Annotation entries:

# # # # #

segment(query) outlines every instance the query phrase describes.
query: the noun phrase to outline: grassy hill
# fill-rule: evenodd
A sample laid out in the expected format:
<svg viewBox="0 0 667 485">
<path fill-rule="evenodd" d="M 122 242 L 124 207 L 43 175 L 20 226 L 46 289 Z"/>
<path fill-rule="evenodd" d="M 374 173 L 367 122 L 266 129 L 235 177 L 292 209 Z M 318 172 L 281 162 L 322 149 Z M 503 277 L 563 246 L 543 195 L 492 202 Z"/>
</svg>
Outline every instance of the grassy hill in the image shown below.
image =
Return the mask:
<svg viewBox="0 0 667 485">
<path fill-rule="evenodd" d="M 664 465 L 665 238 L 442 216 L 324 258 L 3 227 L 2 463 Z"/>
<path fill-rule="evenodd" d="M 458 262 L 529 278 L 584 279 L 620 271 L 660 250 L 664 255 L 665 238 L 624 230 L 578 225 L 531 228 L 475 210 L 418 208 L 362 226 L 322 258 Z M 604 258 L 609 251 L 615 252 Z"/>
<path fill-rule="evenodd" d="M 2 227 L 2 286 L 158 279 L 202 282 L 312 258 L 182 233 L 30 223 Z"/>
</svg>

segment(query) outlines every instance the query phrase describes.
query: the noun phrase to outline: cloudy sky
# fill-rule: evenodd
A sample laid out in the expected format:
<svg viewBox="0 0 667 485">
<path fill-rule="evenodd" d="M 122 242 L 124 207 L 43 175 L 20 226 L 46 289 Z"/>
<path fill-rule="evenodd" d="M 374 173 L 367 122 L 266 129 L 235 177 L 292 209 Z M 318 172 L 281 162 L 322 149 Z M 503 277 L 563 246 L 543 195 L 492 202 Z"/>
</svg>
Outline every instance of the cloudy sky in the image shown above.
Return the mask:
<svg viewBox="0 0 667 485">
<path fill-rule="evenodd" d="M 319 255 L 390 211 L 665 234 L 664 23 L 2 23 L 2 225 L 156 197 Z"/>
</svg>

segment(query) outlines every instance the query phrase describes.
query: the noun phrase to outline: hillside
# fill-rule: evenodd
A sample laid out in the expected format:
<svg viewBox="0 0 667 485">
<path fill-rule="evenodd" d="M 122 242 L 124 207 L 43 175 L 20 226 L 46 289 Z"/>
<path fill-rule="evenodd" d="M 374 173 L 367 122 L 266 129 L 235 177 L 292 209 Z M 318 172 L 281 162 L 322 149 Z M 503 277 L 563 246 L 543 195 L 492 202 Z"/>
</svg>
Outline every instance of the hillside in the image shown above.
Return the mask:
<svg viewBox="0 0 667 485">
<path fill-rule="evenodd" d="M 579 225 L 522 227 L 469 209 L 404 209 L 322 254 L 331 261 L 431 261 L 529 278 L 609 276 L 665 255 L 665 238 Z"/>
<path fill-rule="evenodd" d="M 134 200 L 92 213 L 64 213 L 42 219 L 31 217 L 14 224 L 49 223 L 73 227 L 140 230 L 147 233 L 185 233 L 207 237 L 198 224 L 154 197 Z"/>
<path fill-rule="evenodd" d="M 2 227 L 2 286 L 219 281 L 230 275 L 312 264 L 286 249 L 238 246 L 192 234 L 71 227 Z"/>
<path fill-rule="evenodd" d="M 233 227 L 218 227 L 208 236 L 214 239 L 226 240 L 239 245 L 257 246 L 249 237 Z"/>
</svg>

# # # # #

State how many lines of the preceding entries contain the word "above". Reply with the number alone.

> [Answer in full]: 2